Pull every line that includes the word "gray" from the data.

**GIVEN RECORDS**.
==*==

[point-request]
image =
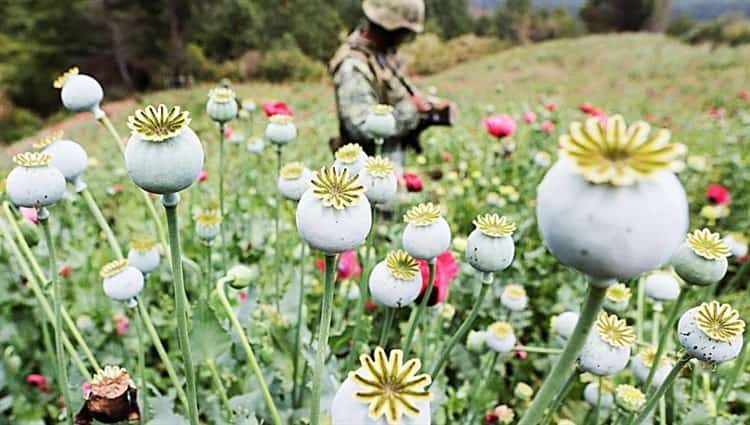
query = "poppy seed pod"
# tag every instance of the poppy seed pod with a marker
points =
(334, 215)
(34, 183)
(379, 180)
(121, 282)
(384, 390)
(144, 255)
(711, 332)
(222, 105)
(350, 157)
(607, 349)
(611, 207)
(281, 129)
(702, 258)
(163, 154)
(67, 156)
(380, 122)
(490, 247)
(396, 281)
(427, 234)
(80, 92)
(294, 180)
(500, 337)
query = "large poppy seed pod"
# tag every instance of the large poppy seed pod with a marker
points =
(110, 398)
(121, 282)
(427, 234)
(514, 298)
(67, 156)
(385, 390)
(334, 215)
(500, 337)
(617, 298)
(294, 180)
(80, 92)
(490, 246)
(396, 281)
(711, 332)
(222, 105)
(380, 122)
(607, 348)
(34, 183)
(144, 255)
(591, 395)
(379, 180)
(611, 207)
(163, 154)
(207, 224)
(661, 286)
(281, 129)
(702, 258)
(350, 157)
(644, 361)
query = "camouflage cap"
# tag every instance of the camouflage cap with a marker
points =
(396, 14)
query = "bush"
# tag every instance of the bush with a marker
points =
(429, 54)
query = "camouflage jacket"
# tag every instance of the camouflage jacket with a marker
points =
(362, 78)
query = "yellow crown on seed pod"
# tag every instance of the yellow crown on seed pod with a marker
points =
(708, 245)
(389, 386)
(112, 268)
(48, 139)
(611, 152)
(378, 166)
(719, 321)
(494, 225)
(32, 159)
(60, 80)
(158, 123)
(614, 331)
(423, 214)
(402, 265)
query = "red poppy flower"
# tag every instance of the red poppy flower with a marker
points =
(446, 269)
(500, 125)
(718, 194)
(276, 108)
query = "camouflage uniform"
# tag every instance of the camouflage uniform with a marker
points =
(363, 78)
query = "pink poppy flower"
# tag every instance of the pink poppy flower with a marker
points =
(446, 269)
(276, 108)
(500, 125)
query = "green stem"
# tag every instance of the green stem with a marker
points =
(325, 326)
(300, 321)
(248, 349)
(417, 313)
(387, 323)
(465, 326)
(102, 222)
(566, 362)
(653, 400)
(220, 388)
(163, 356)
(660, 348)
(62, 364)
(170, 202)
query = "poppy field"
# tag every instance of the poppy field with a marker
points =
(574, 250)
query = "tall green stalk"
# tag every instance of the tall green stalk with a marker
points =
(170, 202)
(324, 329)
(62, 364)
(221, 292)
(566, 362)
(416, 315)
(465, 326)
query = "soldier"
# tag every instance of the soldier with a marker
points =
(367, 71)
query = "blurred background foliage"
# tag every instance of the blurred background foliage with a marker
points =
(143, 45)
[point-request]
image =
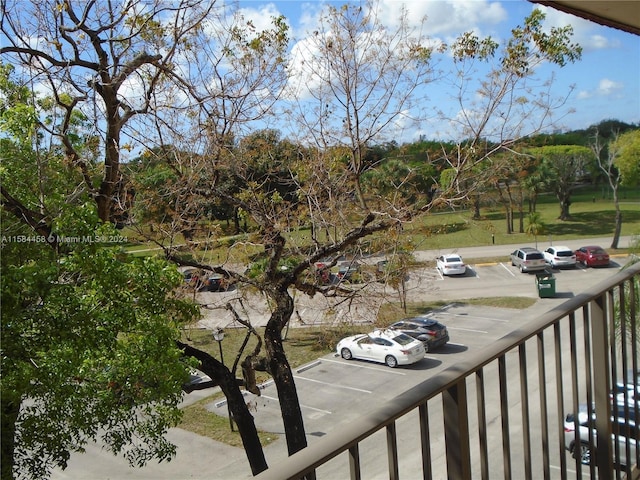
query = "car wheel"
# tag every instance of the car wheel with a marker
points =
(346, 354)
(583, 453)
(391, 361)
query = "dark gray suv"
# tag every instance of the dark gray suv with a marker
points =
(528, 259)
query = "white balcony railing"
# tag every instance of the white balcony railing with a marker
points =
(501, 413)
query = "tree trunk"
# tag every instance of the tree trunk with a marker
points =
(282, 373)
(476, 207)
(237, 406)
(618, 226)
(10, 410)
(565, 203)
(509, 215)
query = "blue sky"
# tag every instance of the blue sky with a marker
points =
(606, 80)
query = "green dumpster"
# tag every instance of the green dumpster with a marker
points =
(546, 284)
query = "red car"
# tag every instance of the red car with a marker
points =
(592, 256)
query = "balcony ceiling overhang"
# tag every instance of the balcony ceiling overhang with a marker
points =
(623, 15)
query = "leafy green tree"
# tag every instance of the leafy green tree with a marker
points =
(535, 226)
(89, 333)
(564, 163)
(619, 160)
(627, 148)
(352, 64)
(94, 53)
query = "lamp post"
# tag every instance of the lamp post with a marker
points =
(218, 336)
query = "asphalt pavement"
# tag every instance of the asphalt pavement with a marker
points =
(202, 458)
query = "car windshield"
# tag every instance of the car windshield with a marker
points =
(403, 339)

==*==

**EXERCISE RESULT**.
query = "dark gray suv"
# tag every instance of the dark gray suv with a marker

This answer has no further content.